> **Problem set**:
**1)** Transcribe the stretch of the task-vector excerpt from "Ablation Study¶" through "the final position.".
**2)** According to the task-vector excerpt, what learning rate and weight decay are used with AdamW?
**3)** Continue the task-vector excerpt from its last sentence.

Despite Transformer non-linearities, the authors hypothesize that the composite layer update from \(l \rightarrow L\) is approximately linear for \(\theta_l\). There exists \(W_{TV,(l)}\in\mathbb{R}^{d\times d}\) such that \(\mathbf{1}_n (W_{TV,(l)}\theta_l)^\top \approx H^{L'}_{(l)} - H^L\). To avoid rank-1 degradation, \(W_{TV,(l)}\) is fitted by adding noise \(\theta_{l,i}=\theta_l+\lambda_i\epsilon_i\). Polar decomposition \(W_{TV,(l)}=Q_{(l)}\Sigma_{(l)}\) reveals a unified picture: Early-layer TVs decode to irrelevant tokens but align with task labels after applying rotation \(Q_{(l)}\), indicating they rely on being rotated into the task subspace by intermediate OV circuits. Late-layer TVs already decode to task-related tokens, with the rotation matrix \(Q\) approaching identity and scaling \(\Sigma\) dominating. This represents a "phase transition" from rotation to scaling as depth increases.

Loss & Training¶

The objective is the negative log-likelihood \(-\log p(y_q\mid x_q,\theta,\mathcal{L},\mathcal{P})\). For multi-token labels, the log-probabilities are averaged. Optimization uses AdamW (LR 0.001, weight decay 0.01) while freezing the LLM backbone.

Key Experimental Results¶

Tests were conducted on Llama3.1-8B (plus Llama2/3, Qwen2.5-32B, Yi-34B). Tasks included artificial (Capital, Capitalize, Antonym), classification (SST-2, TREC, SNLI, RTE), and generation (Myopic).

Main Results¶

LTV performance as a PEFT method compared to Prefix Tuning and LoRA on SST-2:

Method	Accuracy ↑	Params ↓	Training Latency (s) ↓	Peak Memory (GB) ↓
Prefix Tuning	85.67%	\(d\)	0.050	16.31
LoRA	91.63%	\(2d\)	0.053	16.37
LTV (Ours)	92.89%	\(d\)	0.049	16.36

Robustness across configurations (average accuracy, Llama3.1-8B):

Method	Baseline \(P{=}\{-1\},L{=}\{16\}\)	Diff. Pos \(P{=}\{4\}\)	Multi-Pos	Multi-Layer	Multi-L+P	ICL prompt
Vanilla TV	37.80%	2.16%	17.97%	19.18%	18.15%	56.12%
FV	37.30%	2.68%	31.88%	6.05%	0.38%	74.78%
LTV (Ours)	83.49%	78.39%	86.43%	82.44%	51.39%	84.61%

Ablation Study¶

Configuration	SST-2 Accuracy	Description
Full LTV	83%	Mid-layer injection
OV Circuit Reconstruction	52%	Recovers majority of gains \(\rightarrow\) OV is the primary channel
Zero-shot	0%	No injection baseline
Ablate key heads (top 10%)	51%	Most severe performance drop
Random ablation (10%)	78%	Negligible impact
Linear reconstructed TV	\(\approx\) Original	Matches original TV performance in most layers

Key Findings¶

OV Circuits + Key Heads are critical: OV reconstruction recovers significant gains (52/83%), while ablating 10% key heads drops performance to baseline. These heads are less prone to "attention sink" and focus on the final position.
High-level propagation is linear with rotation-to-scaling transition: A \(d \times d\) linear operator characterizes TV propagation. Early TV requires rotation to align with the task, while late TV focuses on scaling.

> **Entries drawn from a collection**:

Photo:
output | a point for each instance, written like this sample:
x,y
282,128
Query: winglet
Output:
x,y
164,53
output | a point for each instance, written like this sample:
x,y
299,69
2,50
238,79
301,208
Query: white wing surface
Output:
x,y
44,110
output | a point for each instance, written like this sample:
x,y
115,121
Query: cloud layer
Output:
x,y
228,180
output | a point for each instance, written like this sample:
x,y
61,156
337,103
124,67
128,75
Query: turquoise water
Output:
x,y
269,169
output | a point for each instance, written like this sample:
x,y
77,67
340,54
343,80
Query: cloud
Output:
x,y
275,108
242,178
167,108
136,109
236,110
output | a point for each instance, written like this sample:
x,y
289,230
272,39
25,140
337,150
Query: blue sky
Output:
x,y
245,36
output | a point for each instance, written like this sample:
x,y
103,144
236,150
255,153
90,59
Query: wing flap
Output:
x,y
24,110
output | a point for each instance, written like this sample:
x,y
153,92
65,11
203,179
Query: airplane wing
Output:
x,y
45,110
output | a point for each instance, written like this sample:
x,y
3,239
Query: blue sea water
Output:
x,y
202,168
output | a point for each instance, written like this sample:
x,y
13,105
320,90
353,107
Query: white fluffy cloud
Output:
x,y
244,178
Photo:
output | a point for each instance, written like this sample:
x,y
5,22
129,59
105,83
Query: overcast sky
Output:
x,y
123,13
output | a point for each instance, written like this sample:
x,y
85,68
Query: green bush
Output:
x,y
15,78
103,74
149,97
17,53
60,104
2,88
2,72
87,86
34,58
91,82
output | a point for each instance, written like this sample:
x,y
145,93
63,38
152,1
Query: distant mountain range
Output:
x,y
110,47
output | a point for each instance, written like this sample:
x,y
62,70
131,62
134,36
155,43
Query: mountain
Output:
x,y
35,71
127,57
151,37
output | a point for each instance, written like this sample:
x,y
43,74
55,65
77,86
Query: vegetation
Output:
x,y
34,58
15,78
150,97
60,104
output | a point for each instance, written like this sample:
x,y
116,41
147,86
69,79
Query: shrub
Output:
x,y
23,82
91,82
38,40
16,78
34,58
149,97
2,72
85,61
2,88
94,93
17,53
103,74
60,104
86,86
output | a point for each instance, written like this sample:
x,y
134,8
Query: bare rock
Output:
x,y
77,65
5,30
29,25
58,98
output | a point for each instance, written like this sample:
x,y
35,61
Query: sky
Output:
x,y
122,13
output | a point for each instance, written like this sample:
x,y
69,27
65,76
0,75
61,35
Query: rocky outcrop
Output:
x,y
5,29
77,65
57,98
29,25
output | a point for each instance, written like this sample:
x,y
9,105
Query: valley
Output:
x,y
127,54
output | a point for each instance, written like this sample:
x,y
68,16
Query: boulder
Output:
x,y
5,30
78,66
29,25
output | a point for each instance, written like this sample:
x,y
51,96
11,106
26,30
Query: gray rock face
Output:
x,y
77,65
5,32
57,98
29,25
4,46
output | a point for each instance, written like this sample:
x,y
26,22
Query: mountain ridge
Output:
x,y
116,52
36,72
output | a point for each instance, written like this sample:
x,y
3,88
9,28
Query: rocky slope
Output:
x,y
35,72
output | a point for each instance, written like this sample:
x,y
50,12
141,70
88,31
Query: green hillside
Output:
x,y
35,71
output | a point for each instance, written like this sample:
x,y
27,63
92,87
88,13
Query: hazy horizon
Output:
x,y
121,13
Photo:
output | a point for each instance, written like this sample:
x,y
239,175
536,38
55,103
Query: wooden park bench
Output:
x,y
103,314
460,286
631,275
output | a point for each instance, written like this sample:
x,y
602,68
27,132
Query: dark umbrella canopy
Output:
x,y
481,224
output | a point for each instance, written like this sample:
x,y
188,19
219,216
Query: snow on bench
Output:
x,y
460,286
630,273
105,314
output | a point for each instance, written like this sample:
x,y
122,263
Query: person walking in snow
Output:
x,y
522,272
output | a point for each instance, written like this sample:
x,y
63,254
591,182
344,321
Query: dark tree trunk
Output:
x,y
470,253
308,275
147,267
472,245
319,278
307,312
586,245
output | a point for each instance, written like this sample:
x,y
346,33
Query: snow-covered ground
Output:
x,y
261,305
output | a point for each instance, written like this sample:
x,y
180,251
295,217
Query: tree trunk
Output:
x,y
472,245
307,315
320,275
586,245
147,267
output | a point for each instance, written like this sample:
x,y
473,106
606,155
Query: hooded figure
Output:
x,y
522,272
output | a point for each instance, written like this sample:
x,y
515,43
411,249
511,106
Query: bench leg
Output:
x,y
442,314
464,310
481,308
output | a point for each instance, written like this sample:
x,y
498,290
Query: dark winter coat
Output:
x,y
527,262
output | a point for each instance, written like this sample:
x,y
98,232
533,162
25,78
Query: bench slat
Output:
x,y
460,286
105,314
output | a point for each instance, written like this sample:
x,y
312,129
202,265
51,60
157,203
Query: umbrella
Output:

> **Task results**:
**1)**
Ablation Study¶

Configuration	SST-2 Accuracy	Description
Full LTV	83%	Mid-layer injection
OV Circuit Reconstruction	52%	Recovers majority of gains \(\rightarrow\) OV is the primary channel
Zero-shot	0%	No injection baseline
Ablate key heads (top 10%)	51%	Most severe performance drop
Random ablation (10%)	78%	Negligible impact
Linear reconstructed TV	\(\approx\) Original	Matches original TV performance in most layers

Key Findings¶

OV Circuits + Key Heads are critical: OV reconstruction recovers significant gains (52/83%), while ablating 10% key heads drops performance to baseline. These heads are less prone to "attention sink" and focus on the final position.

**2)** A learning rate of 0.001 and a weight decay of 0.01.

**3)**
Label space constraints: LTV shows high intra-class alignment and inter-class separation. Transferability depends on shared label spaces (e.g., SNLI \(\rightarrow\) RTE transfer is valid, others are not).
Compositionality: Adding English-to-French and Masculine-to-Feminine LTVs mimics word2vec-style semantics, outperforming individual ICL prompts.

Highlights & Insights¶

Paradigm shift to "Learning over Extracting": Treating TV as an optimized parameter removes constraints of representation quality and layer sensitivity.
Clean probes yield clean mechanisms: Using LTV as a non-noisy probe allows for clear causal signals in OV reconstruction and linear propagation experiments.
Unified explanation via Polar Decomposition: Polar decomposition provides a robust framework to explain the functional differences between early and late layer task vectors.

Limitations & Future Work¶

Mechanism analysis is primarily based on tasks with clear label spaces; conclusions for open-ended generation tasks require further validation.
Transferability is restricted by label space overlap; LTV seems to learn "label directions" rather than purely abstract task semantics.
Linear propagation is a strong approximation, but some layers exhibit significant non-linear exceptions.

vs Vanilla TV (Hendel et al., 2023): LTV removes dependency on ICL hidden state subtraction, achieving higher stability across layers.
vs Function Vector (Todd et al., 2024): LTV avoids the sub-optimality of head-wise screening by using a single optimized vector, providing a formal explanation for the effectiveness of OV paths.
vs LLM Steering: This work applies steering training concepts to the scientific interpretation of In-Context Learning.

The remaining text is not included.